----- RECORDS PROVIDED -----
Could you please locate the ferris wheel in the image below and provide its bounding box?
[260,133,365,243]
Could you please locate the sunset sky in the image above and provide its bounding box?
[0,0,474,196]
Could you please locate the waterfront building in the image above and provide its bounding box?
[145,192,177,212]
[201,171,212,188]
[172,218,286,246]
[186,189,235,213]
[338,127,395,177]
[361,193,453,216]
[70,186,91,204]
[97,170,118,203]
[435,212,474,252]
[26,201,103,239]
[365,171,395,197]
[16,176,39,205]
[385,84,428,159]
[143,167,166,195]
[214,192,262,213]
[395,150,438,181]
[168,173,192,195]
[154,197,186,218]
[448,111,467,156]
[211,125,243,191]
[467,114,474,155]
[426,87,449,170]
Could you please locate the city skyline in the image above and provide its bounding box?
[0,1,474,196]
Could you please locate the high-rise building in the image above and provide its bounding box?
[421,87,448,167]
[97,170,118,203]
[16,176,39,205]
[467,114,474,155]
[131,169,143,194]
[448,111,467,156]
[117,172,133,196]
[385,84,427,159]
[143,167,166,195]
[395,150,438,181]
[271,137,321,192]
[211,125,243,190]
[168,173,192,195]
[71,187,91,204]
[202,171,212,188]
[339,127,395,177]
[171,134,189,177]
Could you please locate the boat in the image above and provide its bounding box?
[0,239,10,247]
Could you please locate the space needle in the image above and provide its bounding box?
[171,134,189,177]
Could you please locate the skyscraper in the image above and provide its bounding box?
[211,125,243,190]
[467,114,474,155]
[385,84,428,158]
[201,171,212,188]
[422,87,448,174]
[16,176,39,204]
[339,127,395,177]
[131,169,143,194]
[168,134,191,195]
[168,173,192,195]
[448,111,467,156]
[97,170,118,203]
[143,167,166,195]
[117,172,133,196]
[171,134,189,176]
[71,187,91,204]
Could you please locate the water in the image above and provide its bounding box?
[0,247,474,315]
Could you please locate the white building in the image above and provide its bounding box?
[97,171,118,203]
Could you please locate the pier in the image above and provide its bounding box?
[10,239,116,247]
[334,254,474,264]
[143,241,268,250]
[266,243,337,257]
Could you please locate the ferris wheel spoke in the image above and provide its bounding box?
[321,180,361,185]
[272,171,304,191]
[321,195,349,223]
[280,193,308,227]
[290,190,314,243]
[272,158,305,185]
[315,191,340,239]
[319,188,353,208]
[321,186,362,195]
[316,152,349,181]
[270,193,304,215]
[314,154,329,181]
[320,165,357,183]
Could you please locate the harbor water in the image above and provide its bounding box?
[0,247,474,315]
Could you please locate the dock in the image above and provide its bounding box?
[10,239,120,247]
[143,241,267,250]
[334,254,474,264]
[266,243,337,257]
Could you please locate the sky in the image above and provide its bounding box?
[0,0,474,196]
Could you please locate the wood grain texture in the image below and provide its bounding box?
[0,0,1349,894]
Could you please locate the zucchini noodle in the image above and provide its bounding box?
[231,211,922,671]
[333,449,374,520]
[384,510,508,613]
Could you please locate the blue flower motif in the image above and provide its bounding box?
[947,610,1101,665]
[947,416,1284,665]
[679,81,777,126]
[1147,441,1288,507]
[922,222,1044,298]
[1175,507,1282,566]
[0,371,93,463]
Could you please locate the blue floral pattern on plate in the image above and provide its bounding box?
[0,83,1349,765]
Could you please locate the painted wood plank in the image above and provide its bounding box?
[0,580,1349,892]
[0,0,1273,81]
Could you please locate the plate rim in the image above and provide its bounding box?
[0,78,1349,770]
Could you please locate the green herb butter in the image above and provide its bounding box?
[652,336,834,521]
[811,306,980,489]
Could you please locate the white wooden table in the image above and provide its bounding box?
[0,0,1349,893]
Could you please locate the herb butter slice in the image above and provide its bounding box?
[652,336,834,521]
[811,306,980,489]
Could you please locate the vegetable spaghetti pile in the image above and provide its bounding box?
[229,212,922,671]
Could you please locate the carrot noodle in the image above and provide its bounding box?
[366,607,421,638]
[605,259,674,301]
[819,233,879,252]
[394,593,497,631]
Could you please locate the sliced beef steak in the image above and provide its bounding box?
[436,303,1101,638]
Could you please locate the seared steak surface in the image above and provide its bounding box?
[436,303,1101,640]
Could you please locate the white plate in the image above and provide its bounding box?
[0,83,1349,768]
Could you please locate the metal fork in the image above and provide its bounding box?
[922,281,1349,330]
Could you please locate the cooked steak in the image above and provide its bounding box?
-----
----- RECORDS PROVIDED -----
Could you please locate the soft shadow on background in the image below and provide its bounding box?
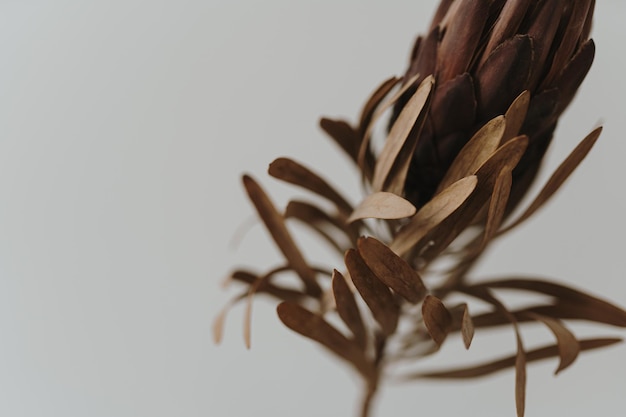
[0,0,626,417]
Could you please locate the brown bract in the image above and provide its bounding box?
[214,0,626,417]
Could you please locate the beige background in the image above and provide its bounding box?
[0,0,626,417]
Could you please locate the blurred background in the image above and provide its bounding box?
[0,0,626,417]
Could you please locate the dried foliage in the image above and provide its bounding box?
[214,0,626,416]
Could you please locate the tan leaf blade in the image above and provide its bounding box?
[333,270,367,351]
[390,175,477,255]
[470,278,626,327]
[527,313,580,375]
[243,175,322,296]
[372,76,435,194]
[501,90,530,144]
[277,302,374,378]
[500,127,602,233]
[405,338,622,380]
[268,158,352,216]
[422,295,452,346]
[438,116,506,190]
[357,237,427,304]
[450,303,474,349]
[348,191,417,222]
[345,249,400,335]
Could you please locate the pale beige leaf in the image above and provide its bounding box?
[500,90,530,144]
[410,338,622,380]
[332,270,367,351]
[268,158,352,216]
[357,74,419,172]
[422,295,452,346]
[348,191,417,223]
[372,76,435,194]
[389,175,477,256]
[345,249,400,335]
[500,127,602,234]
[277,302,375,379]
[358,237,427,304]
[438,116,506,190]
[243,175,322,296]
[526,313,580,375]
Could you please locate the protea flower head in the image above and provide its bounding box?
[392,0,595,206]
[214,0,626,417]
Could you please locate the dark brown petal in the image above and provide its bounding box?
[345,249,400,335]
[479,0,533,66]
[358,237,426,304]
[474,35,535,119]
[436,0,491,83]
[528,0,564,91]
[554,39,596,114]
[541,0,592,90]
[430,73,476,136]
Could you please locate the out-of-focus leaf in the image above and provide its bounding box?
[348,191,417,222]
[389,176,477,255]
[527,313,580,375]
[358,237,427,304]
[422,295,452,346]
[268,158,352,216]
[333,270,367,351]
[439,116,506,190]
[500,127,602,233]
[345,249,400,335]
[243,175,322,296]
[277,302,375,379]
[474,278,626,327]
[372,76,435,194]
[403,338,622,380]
-----
REQUIREMENT
Can you reproduce word for word the stretch of entries from the line containing "Could you please locate the dock" through the line containing "[0,83,1349,765]", including both of those lines?

OUTPUT OF THE EXERCISE
Could you please locate the dock in the image above and provide its bounding box?
[10,239,120,247]
[143,241,267,250]
[334,254,474,264]
[266,243,337,257]
Could you please locate the sky in the image above and provide its bounding box?
[0,0,474,196]
Could you please locate the wood grain texture in the image below and provide its bounding box?
[0,0,1349,894]
Could you please locate the zucchini noodle in the image above and provide its bounding box?
[231,211,922,671]
[333,449,374,520]
[384,510,508,613]
Could you please locate the blue flower motif in the image above and provide its bounding box?
[947,610,1101,665]
[947,416,1284,665]
[679,81,777,126]
[1147,441,1288,507]
[922,222,1044,298]
[1175,507,1282,566]
[0,371,93,463]
Could you please locate the blue floral pattern on plate in the image above and provide its bounding box?
[0,83,1349,765]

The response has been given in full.